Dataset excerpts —
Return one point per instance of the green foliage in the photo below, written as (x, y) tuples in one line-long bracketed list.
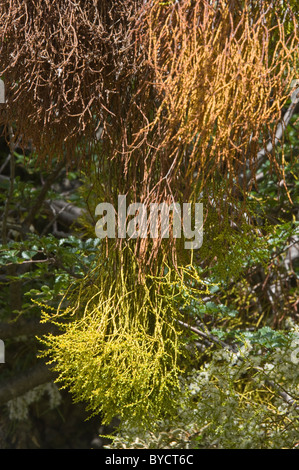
[(234, 401)]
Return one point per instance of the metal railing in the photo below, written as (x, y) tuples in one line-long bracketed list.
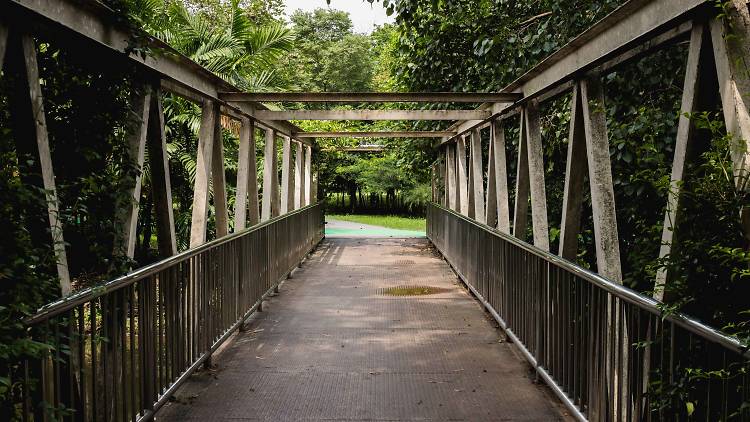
[(609, 353), (119, 350)]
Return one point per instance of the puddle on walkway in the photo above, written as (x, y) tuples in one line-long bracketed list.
[(412, 291)]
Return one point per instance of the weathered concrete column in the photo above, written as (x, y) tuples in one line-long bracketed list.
[(309, 198), (161, 182), (477, 175), (463, 182), (575, 173), (269, 174), (127, 214), (600, 180), (699, 93), (314, 189), (536, 177), (209, 119), (450, 171), (731, 44), (218, 177), (287, 178), (521, 202), (247, 179), (29, 124), (499, 178), (299, 179)]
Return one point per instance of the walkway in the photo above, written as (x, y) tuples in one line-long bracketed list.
[(332, 346)]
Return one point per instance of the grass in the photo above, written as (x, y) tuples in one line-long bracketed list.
[(389, 221)]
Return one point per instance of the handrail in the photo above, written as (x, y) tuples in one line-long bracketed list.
[(65, 304), (117, 351), (608, 352), (645, 302)]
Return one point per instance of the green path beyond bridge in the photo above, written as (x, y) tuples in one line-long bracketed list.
[(333, 344)]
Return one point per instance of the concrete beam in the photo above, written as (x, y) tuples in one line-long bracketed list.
[(161, 182), (477, 176), (631, 24), (203, 168), (633, 29), (269, 174), (372, 114), (394, 134), (358, 149), (127, 220), (606, 236), (310, 189), (287, 178), (96, 23), (299, 179), (372, 97)]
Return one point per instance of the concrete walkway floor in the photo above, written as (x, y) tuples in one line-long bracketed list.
[(332, 346), (340, 228)]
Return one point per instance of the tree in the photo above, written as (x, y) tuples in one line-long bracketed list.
[(328, 56)]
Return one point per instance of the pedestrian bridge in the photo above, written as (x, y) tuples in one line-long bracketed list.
[(475, 322)]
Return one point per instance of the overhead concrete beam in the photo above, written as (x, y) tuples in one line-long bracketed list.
[(394, 134), (372, 97), (372, 114)]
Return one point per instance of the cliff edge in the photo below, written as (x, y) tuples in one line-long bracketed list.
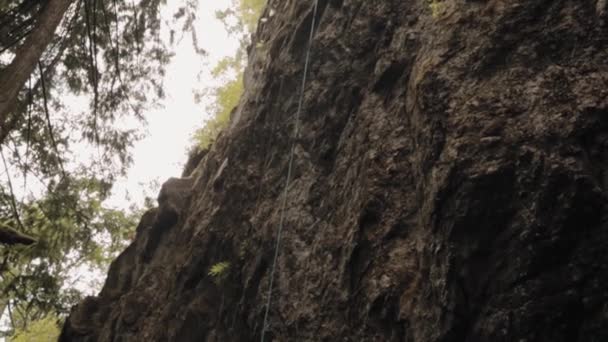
[(449, 184)]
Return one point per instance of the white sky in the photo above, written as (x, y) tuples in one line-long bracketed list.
[(163, 152)]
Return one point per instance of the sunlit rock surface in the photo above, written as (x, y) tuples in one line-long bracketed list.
[(450, 184)]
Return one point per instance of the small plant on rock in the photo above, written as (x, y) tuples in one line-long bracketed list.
[(219, 271)]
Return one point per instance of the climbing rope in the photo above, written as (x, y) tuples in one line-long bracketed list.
[(289, 170)]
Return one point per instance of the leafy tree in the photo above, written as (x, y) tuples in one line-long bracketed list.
[(230, 69), (42, 330), (59, 159)]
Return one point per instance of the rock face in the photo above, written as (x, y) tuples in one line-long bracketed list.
[(449, 184)]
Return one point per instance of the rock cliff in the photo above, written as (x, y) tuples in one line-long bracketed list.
[(449, 183)]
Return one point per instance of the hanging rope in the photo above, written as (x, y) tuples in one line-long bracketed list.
[(289, 170)]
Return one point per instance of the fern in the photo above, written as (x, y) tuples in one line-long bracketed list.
[(219, 271)]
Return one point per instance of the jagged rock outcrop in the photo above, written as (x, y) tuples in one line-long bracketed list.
[(450, 184)]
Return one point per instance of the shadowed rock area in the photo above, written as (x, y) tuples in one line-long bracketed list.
[(449, 184)]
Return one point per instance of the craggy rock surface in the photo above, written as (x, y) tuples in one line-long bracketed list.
[(450, 184)]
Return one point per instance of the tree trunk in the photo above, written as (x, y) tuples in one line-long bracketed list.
[(13, 78)]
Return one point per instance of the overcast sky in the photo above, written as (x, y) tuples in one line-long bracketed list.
[(163, 152)]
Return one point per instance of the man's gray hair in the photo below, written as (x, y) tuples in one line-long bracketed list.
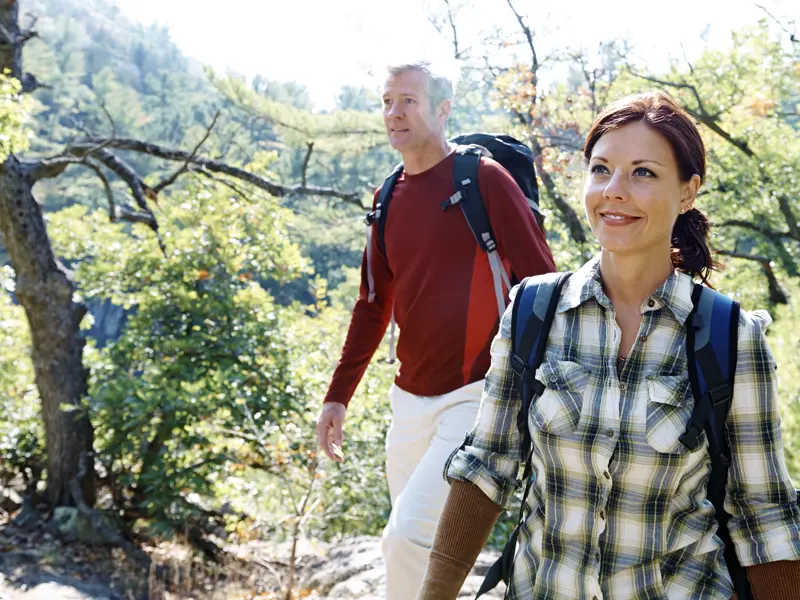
[(439, 86)]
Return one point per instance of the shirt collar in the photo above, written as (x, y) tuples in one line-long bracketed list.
[(586, 283)]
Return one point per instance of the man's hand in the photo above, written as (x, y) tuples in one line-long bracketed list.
[(329, 430)]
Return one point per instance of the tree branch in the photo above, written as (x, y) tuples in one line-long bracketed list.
[(136, 554), (772, 234), (776, 293), (172, 178), (310, 149), (529, 37), (456, 50), (226, 169)]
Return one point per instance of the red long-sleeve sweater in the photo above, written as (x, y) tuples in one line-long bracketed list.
[(439, 282)]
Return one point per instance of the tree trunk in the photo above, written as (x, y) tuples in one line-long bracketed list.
[(44, 289)]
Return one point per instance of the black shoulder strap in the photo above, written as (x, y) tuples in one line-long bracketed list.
[(712, 335), (382, 206), (468, 196), (531, 319)]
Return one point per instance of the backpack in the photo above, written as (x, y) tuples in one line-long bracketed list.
[(711, 347), (513, 155)]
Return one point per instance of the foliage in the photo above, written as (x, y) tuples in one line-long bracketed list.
[(13, 117), (202, 345)]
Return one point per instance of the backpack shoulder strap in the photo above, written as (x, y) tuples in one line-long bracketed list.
[(531, 319), (712, 336), (468, 196), (711, 349), (382, 206)]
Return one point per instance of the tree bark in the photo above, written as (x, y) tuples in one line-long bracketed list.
[(44, 288)]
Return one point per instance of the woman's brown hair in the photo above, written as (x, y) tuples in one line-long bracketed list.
[(691, 252)]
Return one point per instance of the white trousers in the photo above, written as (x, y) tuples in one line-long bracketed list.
[(423, 434)]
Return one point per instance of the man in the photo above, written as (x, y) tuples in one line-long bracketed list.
[(437, 282)]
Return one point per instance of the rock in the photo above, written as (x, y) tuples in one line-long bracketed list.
[(353, 569), (72, 525), (10, 500)]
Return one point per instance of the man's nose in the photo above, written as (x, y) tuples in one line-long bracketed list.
[(395, 110)]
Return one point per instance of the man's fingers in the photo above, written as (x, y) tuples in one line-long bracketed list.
[(323, 430)]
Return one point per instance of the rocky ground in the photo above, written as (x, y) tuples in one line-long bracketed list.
[(37, 565)]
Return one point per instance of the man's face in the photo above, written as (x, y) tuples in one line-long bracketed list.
[(411, 122)]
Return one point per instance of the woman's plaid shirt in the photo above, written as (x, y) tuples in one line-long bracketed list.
[(618, 506)]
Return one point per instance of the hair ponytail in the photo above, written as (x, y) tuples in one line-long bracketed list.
[(691, 252)]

Exercise prompt — What is needed is an exact copy of the lines from the one containing "Return one point per instance of the hair" through the last line of the records above, both included.

Response to this exercise —
Return one point per instance of the hair ponytail in the photo above, written as (x, y) tuples in one line-long bracketed list.
[(691, 252)]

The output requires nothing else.